Bir etiketleme veri kümesinden kayıtlar ::
· · · · ·
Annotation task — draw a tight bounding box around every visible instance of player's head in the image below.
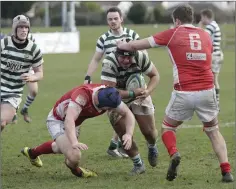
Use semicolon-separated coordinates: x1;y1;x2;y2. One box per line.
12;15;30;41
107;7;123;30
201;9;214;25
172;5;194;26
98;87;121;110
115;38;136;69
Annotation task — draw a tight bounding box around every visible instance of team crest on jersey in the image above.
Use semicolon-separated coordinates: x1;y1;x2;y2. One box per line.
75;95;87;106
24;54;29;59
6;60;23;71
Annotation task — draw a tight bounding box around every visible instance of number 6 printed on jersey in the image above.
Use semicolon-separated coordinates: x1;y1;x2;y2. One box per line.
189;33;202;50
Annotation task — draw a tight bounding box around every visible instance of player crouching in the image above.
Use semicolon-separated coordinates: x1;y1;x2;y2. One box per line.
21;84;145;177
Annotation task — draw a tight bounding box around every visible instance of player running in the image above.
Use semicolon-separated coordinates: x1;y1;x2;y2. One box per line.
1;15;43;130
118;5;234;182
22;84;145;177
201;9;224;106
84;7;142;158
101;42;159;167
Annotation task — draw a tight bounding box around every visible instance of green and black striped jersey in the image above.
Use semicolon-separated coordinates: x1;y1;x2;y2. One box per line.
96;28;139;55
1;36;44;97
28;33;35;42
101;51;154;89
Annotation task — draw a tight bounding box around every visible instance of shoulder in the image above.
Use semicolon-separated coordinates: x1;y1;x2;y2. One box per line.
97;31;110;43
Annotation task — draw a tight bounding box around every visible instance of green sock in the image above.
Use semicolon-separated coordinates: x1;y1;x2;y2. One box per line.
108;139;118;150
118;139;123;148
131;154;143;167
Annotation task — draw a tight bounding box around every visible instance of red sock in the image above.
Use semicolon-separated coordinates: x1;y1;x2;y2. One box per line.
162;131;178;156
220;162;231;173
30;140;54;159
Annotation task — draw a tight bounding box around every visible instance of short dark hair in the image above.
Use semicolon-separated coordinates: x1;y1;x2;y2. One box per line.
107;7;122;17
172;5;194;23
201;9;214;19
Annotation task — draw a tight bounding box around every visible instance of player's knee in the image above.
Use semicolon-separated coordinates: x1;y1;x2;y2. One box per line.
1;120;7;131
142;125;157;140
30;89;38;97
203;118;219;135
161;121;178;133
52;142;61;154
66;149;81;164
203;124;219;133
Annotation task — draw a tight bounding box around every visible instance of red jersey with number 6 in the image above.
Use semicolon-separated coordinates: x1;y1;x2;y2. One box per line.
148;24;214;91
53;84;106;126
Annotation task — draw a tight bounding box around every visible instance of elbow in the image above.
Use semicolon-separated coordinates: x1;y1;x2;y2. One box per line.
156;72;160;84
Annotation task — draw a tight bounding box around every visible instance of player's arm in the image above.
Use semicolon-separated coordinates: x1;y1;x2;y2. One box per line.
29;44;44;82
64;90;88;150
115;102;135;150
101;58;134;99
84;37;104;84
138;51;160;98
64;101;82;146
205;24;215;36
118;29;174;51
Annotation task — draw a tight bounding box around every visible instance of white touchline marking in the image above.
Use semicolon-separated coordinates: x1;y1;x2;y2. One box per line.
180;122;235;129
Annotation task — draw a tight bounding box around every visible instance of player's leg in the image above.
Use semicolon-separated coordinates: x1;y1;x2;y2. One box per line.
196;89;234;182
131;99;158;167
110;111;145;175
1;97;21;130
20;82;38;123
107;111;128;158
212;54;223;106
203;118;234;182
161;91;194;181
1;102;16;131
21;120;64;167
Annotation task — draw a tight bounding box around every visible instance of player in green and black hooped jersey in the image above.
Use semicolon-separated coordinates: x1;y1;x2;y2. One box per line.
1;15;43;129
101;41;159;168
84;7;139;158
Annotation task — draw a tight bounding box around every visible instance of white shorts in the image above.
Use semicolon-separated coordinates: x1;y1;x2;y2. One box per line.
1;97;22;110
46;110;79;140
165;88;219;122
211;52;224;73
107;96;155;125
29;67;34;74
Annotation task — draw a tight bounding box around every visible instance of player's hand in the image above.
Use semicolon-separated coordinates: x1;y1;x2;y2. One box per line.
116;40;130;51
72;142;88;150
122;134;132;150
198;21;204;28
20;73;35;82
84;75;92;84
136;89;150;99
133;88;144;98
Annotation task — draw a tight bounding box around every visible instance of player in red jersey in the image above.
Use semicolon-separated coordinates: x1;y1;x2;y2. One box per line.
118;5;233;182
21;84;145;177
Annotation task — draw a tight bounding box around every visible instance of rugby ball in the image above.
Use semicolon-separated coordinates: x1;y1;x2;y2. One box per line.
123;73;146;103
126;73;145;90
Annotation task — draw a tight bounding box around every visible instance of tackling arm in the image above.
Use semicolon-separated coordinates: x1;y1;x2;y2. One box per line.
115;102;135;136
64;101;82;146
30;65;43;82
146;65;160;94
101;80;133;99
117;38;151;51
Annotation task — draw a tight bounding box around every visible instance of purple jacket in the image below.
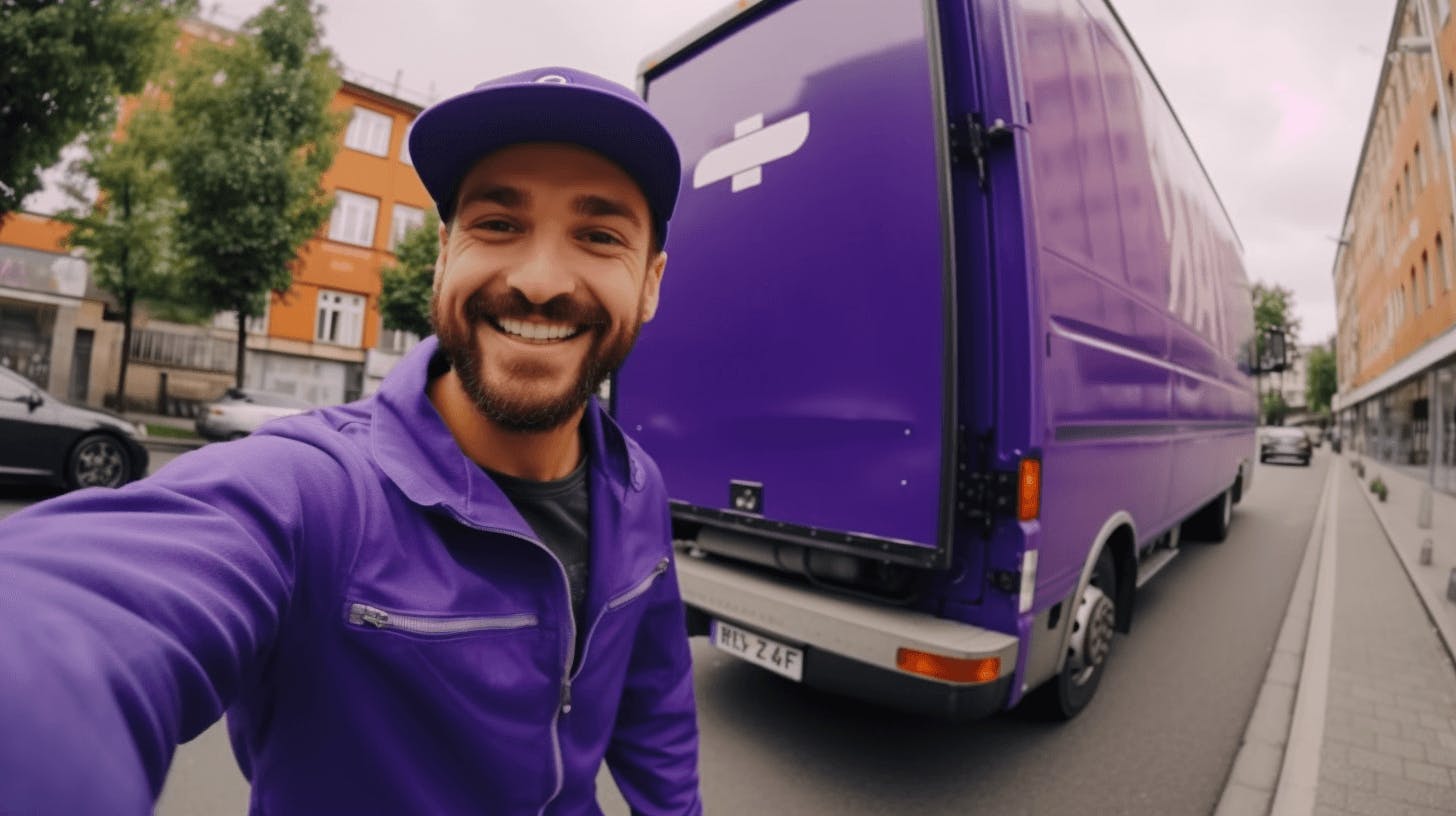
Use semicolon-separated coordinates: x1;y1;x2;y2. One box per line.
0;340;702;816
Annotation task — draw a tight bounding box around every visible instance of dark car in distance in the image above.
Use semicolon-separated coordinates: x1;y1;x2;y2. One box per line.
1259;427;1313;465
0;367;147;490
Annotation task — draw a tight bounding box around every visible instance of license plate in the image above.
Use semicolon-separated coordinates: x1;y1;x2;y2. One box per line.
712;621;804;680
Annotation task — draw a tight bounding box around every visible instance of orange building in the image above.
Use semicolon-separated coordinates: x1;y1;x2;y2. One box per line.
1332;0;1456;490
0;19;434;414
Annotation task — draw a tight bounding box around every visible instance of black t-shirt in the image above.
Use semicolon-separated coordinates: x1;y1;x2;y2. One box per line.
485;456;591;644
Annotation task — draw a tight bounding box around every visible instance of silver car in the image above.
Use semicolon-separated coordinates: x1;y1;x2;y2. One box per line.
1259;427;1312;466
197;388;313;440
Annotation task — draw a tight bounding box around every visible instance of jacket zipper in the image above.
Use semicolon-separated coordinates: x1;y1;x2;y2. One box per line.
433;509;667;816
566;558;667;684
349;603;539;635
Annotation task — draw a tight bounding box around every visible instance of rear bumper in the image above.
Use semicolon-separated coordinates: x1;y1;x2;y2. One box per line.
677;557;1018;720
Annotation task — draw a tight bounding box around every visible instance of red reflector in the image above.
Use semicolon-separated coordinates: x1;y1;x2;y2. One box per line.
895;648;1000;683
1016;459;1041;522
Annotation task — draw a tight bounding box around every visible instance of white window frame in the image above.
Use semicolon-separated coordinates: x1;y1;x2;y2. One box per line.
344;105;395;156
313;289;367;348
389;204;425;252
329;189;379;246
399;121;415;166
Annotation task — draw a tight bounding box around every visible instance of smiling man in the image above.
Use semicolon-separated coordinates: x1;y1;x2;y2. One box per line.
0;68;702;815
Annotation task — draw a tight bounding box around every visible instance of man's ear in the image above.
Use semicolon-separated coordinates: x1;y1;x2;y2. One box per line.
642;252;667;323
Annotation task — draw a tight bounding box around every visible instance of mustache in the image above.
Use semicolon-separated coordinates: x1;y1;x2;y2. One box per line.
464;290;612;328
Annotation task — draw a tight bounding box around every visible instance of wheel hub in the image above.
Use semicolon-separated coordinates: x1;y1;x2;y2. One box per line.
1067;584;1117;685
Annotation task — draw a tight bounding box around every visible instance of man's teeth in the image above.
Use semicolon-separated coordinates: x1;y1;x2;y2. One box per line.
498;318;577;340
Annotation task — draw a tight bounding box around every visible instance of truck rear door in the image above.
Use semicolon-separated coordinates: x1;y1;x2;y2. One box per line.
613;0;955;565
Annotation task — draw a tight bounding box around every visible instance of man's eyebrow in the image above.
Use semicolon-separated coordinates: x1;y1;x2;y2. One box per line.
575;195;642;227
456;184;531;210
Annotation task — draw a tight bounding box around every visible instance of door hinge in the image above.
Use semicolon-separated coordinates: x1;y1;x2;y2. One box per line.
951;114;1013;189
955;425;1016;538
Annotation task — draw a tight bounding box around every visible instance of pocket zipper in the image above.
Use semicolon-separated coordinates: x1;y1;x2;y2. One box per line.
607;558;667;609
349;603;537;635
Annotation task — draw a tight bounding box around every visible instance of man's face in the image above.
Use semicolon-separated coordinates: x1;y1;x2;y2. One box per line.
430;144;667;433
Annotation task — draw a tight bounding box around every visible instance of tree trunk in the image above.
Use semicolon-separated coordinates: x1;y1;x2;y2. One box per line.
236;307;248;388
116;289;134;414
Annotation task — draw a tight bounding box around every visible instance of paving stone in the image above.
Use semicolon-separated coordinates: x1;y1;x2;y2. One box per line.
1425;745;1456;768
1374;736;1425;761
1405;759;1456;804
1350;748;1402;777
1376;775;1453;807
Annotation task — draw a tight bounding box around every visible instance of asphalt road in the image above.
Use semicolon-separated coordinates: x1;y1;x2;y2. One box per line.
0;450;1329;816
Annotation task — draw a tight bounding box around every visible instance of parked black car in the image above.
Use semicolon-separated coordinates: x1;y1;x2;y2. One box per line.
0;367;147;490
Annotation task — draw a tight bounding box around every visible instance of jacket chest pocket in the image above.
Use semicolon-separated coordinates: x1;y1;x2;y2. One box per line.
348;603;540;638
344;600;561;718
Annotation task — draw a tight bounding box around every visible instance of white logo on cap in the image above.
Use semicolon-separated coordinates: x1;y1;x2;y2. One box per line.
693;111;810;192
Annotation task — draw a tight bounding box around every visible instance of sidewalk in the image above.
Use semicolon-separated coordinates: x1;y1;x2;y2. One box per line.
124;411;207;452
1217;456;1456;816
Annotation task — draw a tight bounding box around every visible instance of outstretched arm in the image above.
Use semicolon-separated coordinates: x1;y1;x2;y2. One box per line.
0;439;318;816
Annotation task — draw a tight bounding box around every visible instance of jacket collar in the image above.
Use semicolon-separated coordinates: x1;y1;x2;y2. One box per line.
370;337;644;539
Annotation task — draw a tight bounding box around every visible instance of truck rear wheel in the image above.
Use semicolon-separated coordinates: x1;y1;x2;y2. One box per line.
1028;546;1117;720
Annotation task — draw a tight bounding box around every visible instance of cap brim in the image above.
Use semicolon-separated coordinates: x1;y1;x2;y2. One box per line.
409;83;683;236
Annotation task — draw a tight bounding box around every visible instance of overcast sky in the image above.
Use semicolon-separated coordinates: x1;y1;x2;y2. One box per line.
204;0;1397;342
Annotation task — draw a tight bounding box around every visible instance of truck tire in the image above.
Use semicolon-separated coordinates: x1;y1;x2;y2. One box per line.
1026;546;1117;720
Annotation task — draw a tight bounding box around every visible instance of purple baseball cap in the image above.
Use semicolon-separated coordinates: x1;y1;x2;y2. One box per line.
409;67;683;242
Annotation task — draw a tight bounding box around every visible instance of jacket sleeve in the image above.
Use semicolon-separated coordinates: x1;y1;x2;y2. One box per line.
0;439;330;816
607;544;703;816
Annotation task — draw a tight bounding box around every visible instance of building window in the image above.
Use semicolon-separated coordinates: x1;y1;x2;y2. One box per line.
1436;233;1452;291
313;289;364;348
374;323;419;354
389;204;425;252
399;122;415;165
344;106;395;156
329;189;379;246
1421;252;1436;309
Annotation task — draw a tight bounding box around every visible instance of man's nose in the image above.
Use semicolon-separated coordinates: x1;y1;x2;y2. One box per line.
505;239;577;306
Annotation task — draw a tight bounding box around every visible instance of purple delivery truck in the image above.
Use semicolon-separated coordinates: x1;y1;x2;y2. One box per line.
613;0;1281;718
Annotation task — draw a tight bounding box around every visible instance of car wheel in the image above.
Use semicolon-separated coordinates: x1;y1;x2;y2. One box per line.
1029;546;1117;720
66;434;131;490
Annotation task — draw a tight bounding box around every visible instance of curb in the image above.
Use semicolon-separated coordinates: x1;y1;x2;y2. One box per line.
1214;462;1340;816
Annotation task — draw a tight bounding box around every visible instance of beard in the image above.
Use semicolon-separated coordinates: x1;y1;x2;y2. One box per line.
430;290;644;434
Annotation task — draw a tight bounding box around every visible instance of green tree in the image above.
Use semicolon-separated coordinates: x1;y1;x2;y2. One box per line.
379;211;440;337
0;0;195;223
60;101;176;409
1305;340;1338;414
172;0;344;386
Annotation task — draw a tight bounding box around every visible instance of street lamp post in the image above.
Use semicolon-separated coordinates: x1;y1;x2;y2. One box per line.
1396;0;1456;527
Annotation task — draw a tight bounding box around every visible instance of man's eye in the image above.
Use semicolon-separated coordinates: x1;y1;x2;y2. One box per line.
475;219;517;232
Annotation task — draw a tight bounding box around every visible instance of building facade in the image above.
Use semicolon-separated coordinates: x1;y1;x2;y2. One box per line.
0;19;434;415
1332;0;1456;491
· · · · ·
Belirtilen hedef ::
Yukarıdaki listede "stone in the image above." ifadesini içeren satırdan başlayın ve "0;450;1329;816" ifadesini içeren satırdan sonra durun; bu aralıktaki tüm satırları, istekler de dahil olmak üzere yeniden yazın. Yalnızca yanıtlardaki koordinat değerlerini 1,65 ile ölçekleyin ve her birini tam sayıya yuvarlayın; buçuklu değerleri yukarı yuvarlayın.

Tam yanıt ::
Annotation task — draw a tight bounding box around every visible instance of paving stone in the image above.
Use semicolon-separated coordinates: x1;y1;x2;y2. One box per line.
2351;1229;2402;1267
2267;1214;2351;1256
2318;1252;2402;1327
2228;1234;2313;1282
2270;1279;2397;1332
Annotation task — draw a tight bounding box around every visible instance of asphalt road in the image above.
Use semicolon-separated coordinates: x1;y1;x2;y2. One box per line.
0;743;2193;1346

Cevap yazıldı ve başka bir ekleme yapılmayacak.